Written request:
Retype only what runs from the line that contains "Note to the class: find the leaning" through the last line of the listing below, both lines included.

Coordinate annotation entries
┄┄┄┄┄┄
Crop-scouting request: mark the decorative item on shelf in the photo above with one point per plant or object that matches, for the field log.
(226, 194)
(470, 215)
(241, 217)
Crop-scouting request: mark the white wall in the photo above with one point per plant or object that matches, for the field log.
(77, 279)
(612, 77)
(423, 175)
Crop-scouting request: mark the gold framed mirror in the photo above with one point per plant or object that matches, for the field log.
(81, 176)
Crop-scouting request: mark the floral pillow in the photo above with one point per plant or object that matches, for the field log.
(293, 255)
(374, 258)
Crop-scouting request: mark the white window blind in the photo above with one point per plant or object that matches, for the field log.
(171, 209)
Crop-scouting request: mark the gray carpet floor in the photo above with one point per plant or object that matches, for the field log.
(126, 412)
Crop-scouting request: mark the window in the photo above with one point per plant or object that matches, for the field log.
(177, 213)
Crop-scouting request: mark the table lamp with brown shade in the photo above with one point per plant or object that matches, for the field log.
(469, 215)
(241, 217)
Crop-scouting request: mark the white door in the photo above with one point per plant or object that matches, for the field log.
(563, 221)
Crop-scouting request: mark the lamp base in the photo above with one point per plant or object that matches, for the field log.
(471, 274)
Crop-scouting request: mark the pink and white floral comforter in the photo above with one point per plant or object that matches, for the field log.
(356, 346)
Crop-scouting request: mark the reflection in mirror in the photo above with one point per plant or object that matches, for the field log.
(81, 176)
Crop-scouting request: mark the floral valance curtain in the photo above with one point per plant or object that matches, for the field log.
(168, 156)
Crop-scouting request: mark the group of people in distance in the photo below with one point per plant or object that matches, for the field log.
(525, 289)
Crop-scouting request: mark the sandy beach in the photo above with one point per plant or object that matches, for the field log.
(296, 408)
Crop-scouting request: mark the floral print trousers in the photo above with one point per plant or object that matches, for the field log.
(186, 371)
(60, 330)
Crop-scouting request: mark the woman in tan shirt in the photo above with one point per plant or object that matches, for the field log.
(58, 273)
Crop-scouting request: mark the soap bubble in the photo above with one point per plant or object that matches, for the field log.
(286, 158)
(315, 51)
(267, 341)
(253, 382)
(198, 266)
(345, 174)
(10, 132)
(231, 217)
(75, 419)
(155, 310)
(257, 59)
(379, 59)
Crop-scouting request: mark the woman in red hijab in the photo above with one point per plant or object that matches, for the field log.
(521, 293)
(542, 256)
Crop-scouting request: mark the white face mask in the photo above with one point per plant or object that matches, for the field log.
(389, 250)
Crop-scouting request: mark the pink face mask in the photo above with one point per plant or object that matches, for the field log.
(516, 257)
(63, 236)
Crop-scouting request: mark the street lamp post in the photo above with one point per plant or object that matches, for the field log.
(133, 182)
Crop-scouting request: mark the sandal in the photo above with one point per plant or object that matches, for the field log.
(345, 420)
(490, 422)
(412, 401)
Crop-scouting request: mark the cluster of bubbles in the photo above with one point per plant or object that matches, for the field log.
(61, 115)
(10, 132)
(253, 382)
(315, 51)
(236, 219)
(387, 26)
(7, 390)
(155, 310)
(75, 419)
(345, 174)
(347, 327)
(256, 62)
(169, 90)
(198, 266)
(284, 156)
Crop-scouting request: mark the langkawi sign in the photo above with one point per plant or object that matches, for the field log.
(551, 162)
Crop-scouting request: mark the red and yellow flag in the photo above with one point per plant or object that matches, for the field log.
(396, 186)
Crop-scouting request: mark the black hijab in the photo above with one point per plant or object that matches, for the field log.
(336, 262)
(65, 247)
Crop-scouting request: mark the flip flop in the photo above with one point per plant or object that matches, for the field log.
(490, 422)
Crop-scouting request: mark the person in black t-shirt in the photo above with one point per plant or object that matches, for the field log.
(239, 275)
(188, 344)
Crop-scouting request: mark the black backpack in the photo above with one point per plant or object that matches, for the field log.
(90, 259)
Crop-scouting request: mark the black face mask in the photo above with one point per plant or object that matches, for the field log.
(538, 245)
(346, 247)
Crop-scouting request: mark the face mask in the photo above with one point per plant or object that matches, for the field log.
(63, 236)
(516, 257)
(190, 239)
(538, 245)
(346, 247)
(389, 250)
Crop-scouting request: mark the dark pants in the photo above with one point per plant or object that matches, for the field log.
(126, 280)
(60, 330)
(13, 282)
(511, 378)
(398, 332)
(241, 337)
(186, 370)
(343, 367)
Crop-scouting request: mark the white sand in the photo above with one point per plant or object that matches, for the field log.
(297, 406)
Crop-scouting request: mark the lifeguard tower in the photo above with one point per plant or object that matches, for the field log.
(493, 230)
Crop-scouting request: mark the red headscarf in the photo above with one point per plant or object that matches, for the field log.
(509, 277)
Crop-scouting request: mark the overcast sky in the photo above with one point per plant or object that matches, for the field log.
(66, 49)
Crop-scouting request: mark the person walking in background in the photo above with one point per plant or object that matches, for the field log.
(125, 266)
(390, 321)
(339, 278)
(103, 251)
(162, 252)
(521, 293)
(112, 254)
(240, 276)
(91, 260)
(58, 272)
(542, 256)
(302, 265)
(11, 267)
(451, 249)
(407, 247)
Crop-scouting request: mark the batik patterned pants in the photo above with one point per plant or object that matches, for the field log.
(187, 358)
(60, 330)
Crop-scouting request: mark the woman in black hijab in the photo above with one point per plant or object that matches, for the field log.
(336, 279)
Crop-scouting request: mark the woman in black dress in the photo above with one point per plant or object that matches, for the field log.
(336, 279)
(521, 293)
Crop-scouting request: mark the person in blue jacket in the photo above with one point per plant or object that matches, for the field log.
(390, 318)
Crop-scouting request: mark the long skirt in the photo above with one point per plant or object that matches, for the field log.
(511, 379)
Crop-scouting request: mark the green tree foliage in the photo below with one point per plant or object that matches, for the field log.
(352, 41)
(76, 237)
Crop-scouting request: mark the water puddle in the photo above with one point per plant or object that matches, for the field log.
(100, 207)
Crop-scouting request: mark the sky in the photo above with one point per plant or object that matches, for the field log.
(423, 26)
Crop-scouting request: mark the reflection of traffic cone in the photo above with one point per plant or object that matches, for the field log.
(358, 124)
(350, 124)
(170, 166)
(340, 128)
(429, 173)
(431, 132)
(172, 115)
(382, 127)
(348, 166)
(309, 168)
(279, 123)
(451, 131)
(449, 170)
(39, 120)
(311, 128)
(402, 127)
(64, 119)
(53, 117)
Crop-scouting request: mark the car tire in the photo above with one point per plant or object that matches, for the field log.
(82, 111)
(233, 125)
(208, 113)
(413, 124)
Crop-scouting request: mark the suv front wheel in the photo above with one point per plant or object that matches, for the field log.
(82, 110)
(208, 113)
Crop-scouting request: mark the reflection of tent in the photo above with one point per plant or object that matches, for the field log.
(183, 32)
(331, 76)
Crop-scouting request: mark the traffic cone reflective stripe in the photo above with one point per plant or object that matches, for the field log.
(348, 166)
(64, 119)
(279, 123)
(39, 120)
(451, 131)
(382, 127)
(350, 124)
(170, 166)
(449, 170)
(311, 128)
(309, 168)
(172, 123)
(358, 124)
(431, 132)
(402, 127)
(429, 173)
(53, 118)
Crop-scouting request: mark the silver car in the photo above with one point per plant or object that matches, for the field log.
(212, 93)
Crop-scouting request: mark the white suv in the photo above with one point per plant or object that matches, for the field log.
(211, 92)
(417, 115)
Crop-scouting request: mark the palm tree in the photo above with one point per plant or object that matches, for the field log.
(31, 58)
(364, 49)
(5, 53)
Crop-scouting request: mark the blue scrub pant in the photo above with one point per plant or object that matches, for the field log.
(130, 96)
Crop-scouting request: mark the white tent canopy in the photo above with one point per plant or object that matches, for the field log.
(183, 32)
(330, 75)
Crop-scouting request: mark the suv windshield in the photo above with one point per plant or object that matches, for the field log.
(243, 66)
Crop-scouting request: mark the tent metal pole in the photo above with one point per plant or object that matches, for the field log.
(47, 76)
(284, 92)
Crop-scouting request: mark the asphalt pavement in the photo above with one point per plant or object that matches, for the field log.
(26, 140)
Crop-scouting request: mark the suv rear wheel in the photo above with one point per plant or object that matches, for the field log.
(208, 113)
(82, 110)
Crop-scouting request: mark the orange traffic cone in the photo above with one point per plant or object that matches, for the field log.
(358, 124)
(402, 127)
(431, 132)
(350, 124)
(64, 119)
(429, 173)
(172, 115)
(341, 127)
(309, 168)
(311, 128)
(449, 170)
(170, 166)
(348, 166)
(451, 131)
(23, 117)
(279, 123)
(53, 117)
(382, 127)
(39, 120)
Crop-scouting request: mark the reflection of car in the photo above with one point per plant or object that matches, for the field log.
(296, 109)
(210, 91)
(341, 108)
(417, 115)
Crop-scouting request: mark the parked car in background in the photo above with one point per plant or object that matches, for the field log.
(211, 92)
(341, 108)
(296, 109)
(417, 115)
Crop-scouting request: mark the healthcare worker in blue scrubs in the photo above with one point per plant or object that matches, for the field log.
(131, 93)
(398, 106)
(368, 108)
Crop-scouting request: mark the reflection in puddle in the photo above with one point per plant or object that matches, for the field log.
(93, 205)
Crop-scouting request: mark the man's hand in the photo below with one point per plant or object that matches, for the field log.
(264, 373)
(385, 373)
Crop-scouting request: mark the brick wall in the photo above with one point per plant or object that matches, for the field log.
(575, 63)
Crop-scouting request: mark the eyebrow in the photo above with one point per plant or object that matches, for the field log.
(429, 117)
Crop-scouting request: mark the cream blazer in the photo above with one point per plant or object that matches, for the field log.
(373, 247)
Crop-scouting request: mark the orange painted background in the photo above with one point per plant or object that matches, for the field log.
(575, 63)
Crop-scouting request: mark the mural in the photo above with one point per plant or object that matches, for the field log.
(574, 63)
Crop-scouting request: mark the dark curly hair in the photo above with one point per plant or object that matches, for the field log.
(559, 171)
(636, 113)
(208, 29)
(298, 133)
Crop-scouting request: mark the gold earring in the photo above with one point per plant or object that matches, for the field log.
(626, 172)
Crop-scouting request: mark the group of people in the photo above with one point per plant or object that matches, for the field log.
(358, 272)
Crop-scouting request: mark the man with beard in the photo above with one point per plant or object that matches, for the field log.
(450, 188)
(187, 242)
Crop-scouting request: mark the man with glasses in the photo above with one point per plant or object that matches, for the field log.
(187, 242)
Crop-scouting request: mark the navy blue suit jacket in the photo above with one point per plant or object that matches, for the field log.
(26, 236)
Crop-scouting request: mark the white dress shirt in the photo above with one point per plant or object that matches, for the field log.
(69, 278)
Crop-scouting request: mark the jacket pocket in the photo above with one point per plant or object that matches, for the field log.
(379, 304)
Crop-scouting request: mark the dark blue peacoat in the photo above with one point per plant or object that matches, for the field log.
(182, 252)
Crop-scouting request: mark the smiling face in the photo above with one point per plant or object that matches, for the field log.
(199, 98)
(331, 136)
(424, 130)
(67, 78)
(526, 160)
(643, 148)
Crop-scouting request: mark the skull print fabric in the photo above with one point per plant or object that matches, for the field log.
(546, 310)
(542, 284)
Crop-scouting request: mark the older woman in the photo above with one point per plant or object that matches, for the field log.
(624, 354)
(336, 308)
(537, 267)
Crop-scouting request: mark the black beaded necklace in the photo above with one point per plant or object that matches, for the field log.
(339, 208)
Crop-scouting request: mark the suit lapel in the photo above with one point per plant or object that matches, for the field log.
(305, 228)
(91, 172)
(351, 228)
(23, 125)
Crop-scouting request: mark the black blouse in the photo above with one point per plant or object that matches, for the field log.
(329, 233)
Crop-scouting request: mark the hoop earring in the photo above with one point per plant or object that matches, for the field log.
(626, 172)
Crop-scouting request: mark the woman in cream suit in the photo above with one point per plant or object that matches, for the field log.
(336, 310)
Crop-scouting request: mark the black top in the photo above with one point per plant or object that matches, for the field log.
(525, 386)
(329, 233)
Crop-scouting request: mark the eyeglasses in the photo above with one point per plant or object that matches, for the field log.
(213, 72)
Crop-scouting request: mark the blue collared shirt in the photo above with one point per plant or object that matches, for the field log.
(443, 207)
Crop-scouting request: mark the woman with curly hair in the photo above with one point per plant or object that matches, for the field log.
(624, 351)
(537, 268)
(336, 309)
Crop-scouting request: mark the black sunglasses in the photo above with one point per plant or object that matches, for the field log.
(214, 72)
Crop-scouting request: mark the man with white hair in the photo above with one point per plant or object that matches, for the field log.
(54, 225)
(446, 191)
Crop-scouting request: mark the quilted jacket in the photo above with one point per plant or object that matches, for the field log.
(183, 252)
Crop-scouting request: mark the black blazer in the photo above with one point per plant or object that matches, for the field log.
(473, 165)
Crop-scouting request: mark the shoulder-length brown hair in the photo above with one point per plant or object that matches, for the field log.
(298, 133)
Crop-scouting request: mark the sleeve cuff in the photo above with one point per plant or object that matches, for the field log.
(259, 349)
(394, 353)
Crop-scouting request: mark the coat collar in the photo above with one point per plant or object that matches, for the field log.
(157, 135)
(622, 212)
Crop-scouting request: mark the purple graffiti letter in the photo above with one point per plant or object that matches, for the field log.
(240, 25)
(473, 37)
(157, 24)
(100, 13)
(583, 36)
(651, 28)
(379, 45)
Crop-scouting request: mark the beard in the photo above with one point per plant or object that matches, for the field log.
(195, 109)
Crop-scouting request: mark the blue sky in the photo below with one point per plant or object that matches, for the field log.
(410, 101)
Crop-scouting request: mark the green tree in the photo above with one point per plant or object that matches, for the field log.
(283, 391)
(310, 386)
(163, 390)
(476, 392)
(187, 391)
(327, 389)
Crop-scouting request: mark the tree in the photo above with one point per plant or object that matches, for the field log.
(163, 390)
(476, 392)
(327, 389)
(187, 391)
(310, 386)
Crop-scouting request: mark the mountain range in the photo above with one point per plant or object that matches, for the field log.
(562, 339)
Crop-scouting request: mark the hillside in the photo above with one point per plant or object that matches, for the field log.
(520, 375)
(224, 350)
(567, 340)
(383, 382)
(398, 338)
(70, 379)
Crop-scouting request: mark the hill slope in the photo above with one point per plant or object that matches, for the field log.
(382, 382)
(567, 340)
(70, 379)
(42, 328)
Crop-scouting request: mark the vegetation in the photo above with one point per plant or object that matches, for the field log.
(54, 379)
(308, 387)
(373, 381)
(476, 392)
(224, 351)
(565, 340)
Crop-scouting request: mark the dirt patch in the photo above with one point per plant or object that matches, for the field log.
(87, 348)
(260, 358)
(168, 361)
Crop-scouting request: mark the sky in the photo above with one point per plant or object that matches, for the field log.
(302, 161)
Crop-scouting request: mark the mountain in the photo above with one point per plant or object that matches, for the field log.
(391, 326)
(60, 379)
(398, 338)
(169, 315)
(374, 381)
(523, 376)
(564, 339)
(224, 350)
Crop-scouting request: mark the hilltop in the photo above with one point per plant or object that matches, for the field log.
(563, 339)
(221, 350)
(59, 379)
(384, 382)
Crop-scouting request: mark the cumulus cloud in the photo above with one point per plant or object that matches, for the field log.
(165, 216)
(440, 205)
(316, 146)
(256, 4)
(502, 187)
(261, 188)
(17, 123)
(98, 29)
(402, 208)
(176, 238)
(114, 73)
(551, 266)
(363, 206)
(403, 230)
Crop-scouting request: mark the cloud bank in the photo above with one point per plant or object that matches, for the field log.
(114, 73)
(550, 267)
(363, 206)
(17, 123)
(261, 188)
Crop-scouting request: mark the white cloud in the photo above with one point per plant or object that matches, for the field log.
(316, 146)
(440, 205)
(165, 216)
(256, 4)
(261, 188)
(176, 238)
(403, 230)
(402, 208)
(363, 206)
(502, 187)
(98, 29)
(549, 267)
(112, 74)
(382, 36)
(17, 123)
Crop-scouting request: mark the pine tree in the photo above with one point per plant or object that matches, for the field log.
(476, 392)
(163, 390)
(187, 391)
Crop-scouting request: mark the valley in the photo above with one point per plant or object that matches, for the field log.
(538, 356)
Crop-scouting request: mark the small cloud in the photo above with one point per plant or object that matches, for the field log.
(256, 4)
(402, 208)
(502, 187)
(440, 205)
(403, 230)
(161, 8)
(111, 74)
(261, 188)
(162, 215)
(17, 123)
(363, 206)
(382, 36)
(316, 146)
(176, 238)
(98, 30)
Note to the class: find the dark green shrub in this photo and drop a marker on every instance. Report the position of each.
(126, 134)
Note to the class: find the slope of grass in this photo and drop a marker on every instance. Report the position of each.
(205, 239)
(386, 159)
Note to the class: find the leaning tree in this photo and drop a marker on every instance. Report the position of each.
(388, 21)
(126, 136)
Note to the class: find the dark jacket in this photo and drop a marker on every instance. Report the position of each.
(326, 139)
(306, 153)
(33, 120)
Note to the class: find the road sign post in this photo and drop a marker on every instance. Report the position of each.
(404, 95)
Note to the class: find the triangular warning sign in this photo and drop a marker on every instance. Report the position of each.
┄┄┄┄┄┄
The completed task:
Note to the class: find the leaning tree in this photo and drop a marker on every instance. Report the position of each.
(388, 21)
(126, 136)
Note to the class: find the dark jacket in this photo and drop a marker on every instance. Report the position of each.
(326, 139)
(306, 153)
(33, 120)
Note to the class: find the road sign post in this photo and drop a marker on every instance. Report the position of each.
(404, 95)
Note to the class: find the triangular warning sign in this photo and drop a marker on every instance. Report the position of each.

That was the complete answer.